* Exercise task *
Report how many lines in the items below contain the word "church", treating uppercase and lowercase as different, and give only the number.

* Given information *
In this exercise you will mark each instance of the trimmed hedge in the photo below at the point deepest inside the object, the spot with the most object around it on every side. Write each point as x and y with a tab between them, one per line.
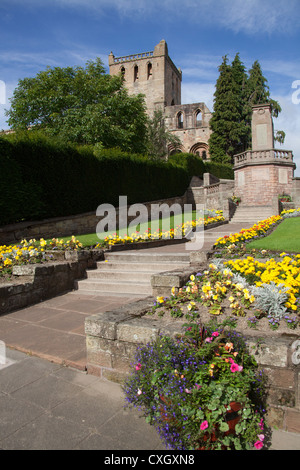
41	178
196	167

...

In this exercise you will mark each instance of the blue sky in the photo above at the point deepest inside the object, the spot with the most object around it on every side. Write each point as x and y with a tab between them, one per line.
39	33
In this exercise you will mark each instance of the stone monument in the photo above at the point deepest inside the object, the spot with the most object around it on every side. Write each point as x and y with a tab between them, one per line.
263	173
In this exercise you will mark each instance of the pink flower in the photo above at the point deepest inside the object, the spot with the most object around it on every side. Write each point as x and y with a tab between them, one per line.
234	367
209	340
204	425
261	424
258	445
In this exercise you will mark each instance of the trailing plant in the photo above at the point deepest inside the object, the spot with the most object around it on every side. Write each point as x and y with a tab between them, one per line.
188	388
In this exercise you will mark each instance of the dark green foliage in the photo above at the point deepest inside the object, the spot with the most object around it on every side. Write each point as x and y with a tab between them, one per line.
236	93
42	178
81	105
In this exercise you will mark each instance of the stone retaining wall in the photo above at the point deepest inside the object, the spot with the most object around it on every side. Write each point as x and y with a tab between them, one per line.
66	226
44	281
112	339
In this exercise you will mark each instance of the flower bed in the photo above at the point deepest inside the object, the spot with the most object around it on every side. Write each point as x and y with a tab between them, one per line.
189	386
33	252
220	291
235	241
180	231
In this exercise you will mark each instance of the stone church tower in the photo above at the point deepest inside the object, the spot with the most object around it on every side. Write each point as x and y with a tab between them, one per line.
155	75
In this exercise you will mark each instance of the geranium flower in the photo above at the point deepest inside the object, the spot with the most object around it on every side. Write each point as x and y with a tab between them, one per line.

...

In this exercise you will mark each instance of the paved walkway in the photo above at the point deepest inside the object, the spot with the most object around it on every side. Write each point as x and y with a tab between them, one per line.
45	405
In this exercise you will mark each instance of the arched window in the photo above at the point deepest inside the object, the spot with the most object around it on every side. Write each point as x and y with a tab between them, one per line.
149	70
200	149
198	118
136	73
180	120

* Full solution *
1